## TEXTO DADO

_ _ _

A jornalista Hildegard Angel publicou hoje em sua coluna no Jornal do Brasil uma carta aberta à presidenta do Supremo Tribunal Federal (STF), Cármen Lúcia. Ela pede à ministra que coloque em pauta na Corte o julgamento das Ações Declaratórias de Constitucionalidade (ADCs) que colocam em questão a privação de liberdade após condenação em segunda instância. O pedido é um dos pleito dos ativistas há 22 dias em greve de fome em Brasília.
Segundo as ações, levadas ao STF pelo PCdoB, a determinação de cumprimento de pena antes de se esgotarem as possibilidades de recurso viola o texto constitucional que trata da presunção de inocência e do direito de defesa. E leva antecipadamente à prisão, além do ex-presidente Luiz Inácio Lula da Silva, favorito à eleição presidencial em outubro, entre 150 mil e 200 mil pessoas que podem estar sofrendo privação de liberdade – um bem irrecuperável caso venham a comprovar, mais adiante, sua inocência – num país em que o sistema carcerário está saturado e falido.

_ _ _

## EXERCÍCIO RÁPIDO 1
Atualize as linhas da listagem, começando na que contém "Note: mark the person" e terminando na que contém "pixel 399 117". Troque "distant boat" por "small boat" e deixe todo o resto igual.

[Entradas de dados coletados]

_ _ _

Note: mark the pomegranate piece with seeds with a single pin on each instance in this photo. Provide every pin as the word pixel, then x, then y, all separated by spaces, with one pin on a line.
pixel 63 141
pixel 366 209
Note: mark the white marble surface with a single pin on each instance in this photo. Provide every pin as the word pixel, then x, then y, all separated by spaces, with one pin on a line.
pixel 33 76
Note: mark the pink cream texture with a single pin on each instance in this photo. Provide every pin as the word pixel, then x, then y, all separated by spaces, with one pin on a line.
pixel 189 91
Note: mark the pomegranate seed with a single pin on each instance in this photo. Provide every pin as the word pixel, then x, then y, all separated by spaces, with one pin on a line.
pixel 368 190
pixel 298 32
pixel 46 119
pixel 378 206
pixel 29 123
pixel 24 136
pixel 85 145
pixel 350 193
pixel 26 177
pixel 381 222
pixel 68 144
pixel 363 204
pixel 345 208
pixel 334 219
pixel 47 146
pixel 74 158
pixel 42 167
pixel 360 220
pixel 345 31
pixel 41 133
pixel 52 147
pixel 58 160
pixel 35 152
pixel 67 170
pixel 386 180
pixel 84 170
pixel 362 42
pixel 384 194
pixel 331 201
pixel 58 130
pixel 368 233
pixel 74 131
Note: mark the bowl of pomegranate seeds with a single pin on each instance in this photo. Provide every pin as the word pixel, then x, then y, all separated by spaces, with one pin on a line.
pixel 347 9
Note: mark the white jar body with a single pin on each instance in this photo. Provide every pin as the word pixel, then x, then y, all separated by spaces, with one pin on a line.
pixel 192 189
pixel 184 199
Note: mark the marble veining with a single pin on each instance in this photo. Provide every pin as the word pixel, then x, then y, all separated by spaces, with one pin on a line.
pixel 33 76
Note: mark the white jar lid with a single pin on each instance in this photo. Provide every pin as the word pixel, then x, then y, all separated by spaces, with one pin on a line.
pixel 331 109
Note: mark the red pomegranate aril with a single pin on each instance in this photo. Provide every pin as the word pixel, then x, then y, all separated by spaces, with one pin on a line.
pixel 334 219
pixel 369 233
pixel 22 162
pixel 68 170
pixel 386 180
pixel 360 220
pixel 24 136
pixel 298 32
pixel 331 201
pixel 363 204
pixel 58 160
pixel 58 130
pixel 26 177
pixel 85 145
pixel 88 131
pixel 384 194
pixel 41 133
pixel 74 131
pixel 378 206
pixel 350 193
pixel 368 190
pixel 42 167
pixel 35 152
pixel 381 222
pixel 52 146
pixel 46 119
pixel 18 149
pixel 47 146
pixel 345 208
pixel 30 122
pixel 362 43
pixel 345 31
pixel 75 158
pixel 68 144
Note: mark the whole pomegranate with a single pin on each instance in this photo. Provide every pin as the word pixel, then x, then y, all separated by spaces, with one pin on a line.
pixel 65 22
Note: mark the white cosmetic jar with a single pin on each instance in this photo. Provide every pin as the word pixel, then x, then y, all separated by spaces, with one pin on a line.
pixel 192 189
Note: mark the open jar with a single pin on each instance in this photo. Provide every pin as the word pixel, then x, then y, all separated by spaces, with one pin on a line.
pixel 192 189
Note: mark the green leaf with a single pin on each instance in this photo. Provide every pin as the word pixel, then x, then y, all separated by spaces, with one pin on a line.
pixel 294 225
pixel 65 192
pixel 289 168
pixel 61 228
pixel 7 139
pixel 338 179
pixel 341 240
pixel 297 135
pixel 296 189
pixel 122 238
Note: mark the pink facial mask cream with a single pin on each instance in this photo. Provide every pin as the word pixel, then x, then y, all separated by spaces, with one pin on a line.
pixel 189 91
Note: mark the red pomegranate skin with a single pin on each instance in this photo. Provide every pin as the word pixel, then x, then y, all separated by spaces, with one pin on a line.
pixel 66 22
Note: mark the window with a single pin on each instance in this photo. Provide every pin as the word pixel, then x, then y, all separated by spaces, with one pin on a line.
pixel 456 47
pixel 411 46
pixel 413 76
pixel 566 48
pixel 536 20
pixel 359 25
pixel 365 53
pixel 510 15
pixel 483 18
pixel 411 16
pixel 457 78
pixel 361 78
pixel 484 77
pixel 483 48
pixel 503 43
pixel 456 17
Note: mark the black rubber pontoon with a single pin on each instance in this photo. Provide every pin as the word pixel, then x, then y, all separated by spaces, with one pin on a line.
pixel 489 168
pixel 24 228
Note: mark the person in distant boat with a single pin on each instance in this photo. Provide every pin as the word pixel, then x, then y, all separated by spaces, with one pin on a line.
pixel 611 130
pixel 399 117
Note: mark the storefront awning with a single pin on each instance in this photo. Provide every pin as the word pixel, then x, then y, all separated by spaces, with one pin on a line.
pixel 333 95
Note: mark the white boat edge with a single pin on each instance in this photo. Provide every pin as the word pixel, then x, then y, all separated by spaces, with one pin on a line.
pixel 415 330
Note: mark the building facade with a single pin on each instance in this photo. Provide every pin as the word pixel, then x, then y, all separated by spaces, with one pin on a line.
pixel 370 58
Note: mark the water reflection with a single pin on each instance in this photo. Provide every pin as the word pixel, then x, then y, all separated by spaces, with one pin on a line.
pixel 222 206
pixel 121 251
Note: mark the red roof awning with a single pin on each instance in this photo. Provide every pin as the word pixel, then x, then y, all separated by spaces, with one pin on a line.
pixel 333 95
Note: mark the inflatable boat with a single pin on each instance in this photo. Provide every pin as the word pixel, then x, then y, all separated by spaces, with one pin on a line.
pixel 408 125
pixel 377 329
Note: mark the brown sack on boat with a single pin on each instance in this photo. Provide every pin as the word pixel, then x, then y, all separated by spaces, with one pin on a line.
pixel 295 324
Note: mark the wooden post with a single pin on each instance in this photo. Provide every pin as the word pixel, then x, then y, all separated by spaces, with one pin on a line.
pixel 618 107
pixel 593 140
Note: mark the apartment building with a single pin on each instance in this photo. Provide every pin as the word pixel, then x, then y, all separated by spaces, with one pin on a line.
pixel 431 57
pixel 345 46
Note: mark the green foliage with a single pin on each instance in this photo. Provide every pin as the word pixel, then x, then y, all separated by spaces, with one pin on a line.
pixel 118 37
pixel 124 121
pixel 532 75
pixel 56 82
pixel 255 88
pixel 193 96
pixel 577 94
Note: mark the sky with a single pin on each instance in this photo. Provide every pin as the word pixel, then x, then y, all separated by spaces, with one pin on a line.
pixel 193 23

_ _ _

## EXERCÍCIO RÁPIDO 2
Copie de novo, sem mudar nada, o texto inteiro sobre a carta aberta à presidenta do STF.

## RESPOSTA ESCRITA 1
Note: mark the person in small boat with a single pin on each instance in this photo. Provide every pin as the word pixel, then x, then y, all separated by spaces, with one pin on a line.
pixel 611 130
pixel 399 117

## RESPOSTA ESCRITA 2
A jornalista Hildegard Angel publicou hoje em sua coluna no Jornal do Brasil uma carta aberta à presidenta do Supremo Tribunal Federal (STF), Cármen Lúcia. Ela pede à ministra que coloque em pauta na Corte o julgamento das Ações Declaratórias de Constitucionalidade (ADCs) que colocam em questão a privação de liberdade após condenação em segunda instância. O pedido é um dos pleito dos ativistas há 22 dias em greve de fome em Brasília.
Segundo as ações, levadas ao STF pelo PCdoB, a determinação de cumprimento de pena antes de se esgotarem as possibilidades de recurso viola o texto constitucional que trata da presunção de inocência e do direito de defesa. E leva antecipadamente à prisão, além do ex-presidente Luiz Inácio Lula da Silva, favorito à eleição presidencial em outubro, entre 150 mil e 200 mil pessoas que podem estar sofrendo privação de liberdade – um bem irrecuperável caso venham a comprovar, mais adiante, sua inocência – num país em que o sistema carcerário está saturado e falido.